- EXERCISE DESCRIPTION: Please swap every "photo" in the material for "image" and reproduce it with nothing else changed.
----- PROVIDED DATA -----
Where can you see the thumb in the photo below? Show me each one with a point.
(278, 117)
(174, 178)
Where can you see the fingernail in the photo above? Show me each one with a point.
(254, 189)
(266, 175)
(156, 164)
-----
- FULL RESPONSE:
Where can you see the thumb in the image below? Show me each one with a point.
(278, 117)
(174, 178)
Where can you see the fingernail in the image above? Show me each one with a point.
(254, 189)
(266, 175)
(156, 164)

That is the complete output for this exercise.